### [Items]
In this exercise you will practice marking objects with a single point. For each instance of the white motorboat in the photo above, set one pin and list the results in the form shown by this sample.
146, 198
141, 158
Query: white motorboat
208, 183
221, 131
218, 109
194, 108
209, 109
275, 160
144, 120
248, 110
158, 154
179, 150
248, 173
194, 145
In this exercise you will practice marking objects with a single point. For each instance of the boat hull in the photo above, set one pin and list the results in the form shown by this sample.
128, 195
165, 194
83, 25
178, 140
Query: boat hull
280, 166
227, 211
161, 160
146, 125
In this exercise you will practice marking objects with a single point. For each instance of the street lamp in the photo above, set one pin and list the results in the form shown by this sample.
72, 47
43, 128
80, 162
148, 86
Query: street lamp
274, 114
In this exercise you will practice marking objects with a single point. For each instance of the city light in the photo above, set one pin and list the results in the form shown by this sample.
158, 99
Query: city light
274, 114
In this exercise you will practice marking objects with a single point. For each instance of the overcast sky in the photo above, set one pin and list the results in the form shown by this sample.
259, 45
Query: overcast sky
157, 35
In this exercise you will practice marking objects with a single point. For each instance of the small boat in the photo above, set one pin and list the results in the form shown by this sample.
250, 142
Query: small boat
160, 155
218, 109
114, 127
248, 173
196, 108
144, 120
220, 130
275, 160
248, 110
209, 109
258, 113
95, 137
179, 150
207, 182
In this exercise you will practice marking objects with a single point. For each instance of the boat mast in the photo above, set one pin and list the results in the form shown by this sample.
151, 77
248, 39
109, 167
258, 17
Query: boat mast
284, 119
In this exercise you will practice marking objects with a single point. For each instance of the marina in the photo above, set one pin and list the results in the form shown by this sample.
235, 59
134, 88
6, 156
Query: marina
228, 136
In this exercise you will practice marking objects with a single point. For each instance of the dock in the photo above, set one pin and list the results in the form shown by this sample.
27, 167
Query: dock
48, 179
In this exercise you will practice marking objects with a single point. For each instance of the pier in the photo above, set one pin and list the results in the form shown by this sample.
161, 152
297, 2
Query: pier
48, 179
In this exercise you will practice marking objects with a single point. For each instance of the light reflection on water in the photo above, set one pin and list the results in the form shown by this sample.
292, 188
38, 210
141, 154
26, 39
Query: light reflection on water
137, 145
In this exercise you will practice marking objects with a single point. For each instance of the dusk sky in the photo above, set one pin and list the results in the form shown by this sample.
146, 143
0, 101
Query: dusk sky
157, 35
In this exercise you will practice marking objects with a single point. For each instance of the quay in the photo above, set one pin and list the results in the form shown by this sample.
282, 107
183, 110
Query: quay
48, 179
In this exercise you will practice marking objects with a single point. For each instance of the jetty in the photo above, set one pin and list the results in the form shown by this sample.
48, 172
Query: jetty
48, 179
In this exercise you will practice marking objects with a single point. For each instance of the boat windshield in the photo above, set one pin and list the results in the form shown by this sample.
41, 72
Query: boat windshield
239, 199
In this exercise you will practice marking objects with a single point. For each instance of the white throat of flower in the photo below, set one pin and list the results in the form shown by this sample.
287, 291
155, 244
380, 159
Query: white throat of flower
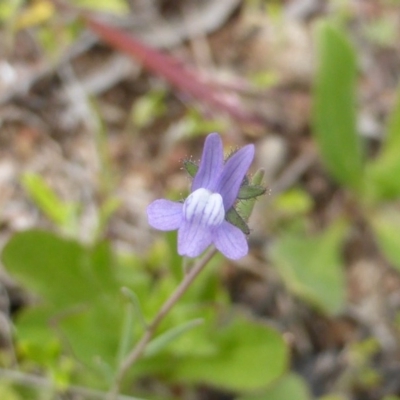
204, 207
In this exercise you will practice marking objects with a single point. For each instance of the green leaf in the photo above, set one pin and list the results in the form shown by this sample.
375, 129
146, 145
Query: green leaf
334, 113
164, 339
386, 227
250, 356
79, 293
383, 173
290, 386
312, 267
62, 271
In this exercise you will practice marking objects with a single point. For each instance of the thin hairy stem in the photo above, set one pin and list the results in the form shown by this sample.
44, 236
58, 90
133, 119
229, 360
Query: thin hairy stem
138, 350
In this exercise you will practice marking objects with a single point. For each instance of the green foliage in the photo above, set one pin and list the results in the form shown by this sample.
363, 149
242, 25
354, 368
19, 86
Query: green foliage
250, 355
82, 327
335, 107
312, 266
78, 289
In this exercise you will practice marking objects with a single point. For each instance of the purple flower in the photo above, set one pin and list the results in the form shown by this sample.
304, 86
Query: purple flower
200, 219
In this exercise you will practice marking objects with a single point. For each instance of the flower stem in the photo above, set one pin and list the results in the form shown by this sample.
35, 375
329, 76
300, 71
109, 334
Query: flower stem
138, 350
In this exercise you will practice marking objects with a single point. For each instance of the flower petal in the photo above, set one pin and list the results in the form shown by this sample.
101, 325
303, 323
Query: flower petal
212, 161
233, 173
193, 239
165, 215
230, 241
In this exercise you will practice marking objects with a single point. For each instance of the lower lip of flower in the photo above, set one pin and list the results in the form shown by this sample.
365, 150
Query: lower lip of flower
204, 207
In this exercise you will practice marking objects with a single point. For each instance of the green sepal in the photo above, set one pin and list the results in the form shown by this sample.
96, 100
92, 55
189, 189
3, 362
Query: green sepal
250, 191
233, 217
190, 167
245, 208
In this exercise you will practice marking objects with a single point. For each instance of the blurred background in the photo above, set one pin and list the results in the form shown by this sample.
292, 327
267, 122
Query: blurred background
101, 101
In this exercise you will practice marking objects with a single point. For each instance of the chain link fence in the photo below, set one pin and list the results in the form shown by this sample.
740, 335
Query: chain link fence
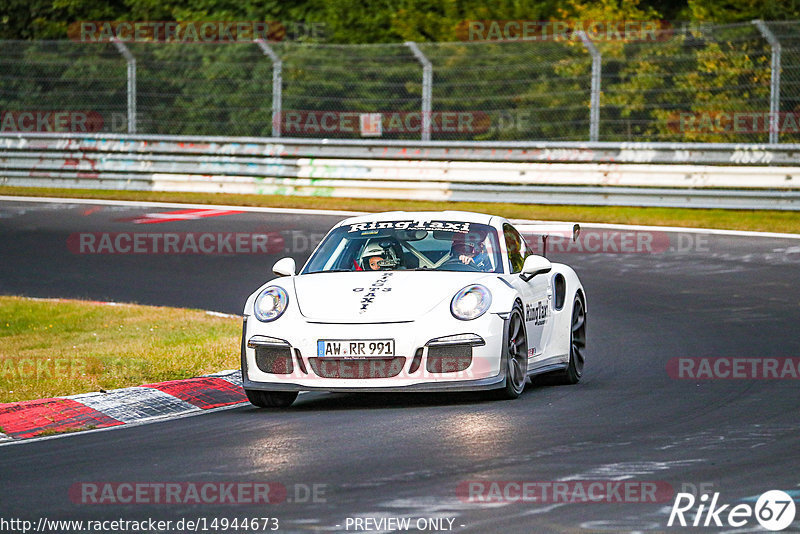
735, 83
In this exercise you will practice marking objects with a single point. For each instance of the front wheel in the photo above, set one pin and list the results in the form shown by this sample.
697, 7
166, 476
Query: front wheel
271, 399
515, 355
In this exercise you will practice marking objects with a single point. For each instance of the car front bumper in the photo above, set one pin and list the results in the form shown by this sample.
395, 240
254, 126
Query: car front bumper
413, 344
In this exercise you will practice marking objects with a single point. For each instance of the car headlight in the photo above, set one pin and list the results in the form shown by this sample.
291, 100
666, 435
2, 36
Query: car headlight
471, 302
270, 304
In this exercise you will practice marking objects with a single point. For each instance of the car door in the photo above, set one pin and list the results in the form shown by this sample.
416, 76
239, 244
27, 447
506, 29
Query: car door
536, 294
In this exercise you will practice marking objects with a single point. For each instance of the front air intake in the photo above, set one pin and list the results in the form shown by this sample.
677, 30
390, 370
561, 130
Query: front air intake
274, 360
449, 358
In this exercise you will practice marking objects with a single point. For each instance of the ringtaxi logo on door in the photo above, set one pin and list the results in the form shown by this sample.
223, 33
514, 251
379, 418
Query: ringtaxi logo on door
774, 510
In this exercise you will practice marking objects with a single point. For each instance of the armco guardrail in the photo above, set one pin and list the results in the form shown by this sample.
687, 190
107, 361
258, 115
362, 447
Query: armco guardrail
647, 174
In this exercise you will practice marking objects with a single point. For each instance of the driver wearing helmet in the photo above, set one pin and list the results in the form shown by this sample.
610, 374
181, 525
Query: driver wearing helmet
472, 252
374, 257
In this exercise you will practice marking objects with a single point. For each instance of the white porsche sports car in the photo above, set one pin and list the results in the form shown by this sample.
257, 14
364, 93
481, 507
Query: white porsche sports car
414, 301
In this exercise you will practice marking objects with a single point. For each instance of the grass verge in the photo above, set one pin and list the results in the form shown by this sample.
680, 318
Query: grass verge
756, 220
64, 347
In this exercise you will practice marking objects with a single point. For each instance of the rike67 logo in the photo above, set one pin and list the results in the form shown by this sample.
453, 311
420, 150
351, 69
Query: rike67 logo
774, 510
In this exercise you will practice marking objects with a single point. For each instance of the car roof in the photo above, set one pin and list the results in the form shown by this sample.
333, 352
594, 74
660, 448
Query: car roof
449, 215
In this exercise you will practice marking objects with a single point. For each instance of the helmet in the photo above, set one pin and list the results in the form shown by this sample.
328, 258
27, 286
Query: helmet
467, 244
388, 258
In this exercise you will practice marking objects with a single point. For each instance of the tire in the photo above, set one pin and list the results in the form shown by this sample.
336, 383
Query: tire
515, 355
271, 399
577, 344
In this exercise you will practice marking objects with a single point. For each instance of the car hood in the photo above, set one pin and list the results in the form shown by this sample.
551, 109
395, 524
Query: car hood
376, 297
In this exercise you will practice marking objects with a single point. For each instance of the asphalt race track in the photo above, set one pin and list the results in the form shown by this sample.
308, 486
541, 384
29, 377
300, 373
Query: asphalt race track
410, 456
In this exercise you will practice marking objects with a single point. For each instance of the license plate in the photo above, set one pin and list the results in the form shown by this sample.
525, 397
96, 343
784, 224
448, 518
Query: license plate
355, 348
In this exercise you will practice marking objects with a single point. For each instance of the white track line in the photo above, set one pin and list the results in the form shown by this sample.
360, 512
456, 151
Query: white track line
299, 211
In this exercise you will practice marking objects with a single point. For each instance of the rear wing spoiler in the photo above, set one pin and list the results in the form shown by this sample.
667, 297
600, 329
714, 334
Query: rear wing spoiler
545, 230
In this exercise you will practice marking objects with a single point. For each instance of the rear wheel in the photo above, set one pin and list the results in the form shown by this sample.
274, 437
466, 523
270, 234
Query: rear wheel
516, 355
572, 374
271, 399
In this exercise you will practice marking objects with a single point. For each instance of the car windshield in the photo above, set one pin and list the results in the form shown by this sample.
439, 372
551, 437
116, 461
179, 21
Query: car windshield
408, 245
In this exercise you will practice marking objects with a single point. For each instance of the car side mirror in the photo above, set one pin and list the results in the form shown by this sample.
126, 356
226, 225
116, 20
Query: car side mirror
534, 265
284, 267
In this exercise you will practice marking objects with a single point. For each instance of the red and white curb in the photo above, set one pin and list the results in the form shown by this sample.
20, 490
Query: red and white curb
150, 402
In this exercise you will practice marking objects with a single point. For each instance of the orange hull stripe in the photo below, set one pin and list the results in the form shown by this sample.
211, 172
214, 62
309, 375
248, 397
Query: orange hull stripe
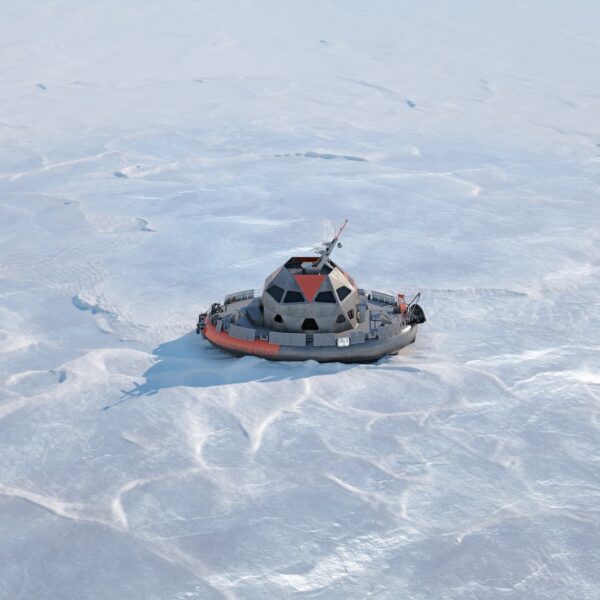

### [Prompt]
Pull out every line of the material that contains the string "bumper", and copy each one in full.

### [Reply to the task]
In this exercise you will practice marking objects with a single point. For each instance of the car front bumper in the photo above, set one pin and list the results in the form shown by this sample.
Query: car front bumper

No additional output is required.